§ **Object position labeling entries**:
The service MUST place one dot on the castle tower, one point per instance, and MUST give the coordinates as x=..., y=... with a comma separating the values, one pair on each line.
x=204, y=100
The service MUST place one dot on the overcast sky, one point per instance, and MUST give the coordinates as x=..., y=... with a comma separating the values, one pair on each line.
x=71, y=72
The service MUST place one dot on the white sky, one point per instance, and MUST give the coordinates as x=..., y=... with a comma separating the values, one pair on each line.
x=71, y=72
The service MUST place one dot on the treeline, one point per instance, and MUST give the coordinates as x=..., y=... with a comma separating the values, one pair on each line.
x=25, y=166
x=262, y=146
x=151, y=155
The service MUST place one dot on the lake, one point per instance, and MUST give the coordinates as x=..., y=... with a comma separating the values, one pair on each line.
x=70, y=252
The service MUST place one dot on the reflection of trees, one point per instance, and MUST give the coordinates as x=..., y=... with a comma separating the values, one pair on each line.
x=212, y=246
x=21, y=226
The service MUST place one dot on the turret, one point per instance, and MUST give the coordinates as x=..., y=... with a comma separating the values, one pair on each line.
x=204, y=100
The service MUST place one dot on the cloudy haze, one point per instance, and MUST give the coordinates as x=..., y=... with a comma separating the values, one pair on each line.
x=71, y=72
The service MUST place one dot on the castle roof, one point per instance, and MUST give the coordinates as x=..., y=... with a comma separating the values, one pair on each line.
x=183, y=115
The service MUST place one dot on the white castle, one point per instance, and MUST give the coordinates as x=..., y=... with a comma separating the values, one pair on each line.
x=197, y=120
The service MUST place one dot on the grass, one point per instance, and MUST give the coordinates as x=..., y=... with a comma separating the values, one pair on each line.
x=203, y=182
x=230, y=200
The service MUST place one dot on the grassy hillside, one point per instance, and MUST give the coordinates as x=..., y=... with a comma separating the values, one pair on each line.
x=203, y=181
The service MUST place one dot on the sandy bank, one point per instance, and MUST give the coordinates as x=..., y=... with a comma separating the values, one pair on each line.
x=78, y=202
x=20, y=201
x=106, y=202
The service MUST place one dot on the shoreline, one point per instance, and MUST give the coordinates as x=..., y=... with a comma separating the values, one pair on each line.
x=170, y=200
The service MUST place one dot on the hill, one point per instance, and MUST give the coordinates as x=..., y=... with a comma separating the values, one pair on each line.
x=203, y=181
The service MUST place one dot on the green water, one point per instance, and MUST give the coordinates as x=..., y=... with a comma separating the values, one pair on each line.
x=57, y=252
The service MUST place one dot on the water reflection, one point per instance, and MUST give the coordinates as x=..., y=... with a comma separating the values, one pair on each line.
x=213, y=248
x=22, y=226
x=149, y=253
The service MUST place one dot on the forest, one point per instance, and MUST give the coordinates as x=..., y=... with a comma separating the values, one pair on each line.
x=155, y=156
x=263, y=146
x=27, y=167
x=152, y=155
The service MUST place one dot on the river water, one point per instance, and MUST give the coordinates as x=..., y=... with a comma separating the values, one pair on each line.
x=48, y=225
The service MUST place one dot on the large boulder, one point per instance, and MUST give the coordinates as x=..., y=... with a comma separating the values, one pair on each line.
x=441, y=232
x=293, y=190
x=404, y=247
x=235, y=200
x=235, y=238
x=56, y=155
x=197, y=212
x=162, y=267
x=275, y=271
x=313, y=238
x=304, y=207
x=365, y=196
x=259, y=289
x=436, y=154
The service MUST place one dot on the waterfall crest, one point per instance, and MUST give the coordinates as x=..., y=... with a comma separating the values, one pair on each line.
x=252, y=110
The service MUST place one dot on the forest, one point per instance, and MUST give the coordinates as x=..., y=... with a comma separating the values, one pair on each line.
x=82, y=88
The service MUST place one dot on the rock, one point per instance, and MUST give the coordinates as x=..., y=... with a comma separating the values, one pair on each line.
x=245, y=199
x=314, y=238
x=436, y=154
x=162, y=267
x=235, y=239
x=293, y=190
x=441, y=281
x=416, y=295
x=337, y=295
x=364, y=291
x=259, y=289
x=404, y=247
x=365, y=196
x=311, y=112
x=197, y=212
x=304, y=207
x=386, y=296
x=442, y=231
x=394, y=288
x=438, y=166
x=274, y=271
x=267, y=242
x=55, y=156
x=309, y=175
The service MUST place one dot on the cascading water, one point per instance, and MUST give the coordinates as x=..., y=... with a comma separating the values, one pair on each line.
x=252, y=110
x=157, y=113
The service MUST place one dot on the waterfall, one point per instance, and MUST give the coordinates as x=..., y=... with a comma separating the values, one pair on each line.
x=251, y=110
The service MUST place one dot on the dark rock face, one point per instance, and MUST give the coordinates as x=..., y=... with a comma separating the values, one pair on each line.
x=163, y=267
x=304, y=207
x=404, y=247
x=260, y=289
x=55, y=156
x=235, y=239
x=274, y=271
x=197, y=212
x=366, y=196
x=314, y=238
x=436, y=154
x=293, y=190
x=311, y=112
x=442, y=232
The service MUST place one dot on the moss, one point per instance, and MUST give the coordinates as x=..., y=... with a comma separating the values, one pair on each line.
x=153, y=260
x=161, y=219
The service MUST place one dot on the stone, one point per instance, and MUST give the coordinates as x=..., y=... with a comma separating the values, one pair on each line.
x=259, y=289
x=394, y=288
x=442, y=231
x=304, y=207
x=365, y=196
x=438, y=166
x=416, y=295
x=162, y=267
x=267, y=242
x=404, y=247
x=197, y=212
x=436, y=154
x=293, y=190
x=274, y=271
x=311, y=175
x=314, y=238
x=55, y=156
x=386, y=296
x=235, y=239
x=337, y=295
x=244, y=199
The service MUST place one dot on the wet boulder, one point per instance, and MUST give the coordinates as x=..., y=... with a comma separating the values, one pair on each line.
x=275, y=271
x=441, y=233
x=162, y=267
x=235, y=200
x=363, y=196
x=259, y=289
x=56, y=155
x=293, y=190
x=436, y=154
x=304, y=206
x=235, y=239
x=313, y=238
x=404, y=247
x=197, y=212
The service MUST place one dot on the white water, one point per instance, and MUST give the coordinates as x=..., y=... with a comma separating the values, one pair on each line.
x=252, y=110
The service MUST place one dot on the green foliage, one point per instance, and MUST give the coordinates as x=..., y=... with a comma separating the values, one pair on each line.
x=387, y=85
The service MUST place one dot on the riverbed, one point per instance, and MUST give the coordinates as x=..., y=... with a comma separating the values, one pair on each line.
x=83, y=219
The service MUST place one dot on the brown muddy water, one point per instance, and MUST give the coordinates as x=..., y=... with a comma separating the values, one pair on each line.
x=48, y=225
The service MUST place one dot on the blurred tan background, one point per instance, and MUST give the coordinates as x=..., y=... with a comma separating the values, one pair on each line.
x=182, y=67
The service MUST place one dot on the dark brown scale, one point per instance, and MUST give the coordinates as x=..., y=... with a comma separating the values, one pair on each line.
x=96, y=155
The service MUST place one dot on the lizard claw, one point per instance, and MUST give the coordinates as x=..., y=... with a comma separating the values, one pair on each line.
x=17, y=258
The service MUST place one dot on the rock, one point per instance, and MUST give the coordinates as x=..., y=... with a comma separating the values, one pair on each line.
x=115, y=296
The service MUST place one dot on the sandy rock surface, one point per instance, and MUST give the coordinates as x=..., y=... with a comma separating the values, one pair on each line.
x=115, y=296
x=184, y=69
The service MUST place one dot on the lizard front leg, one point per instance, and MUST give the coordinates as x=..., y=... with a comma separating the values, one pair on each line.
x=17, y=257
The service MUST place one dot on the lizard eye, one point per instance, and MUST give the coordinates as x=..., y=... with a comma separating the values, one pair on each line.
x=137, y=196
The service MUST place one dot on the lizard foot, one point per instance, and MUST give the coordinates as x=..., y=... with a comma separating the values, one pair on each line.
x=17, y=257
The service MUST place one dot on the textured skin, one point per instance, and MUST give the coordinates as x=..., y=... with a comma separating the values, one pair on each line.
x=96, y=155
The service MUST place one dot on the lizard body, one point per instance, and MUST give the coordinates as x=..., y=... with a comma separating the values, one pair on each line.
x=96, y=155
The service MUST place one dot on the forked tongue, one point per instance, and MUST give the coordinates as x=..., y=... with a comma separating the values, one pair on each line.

§ **Goal**: In the listing, copy the lines from the line with "The service MUST place one dot on the reflection" to the line with "x=21, y=226". Substitute "tree reflection" for "reflection of trees" and keep everything else the same.

§ **Final answer**:
The service MUST place one dot on the tree reflection, one point per instance, and MUST give the coordinates as x=..., y=... with a comma separating the values, one pair on each line.
x=212, y=246
x=21, y=226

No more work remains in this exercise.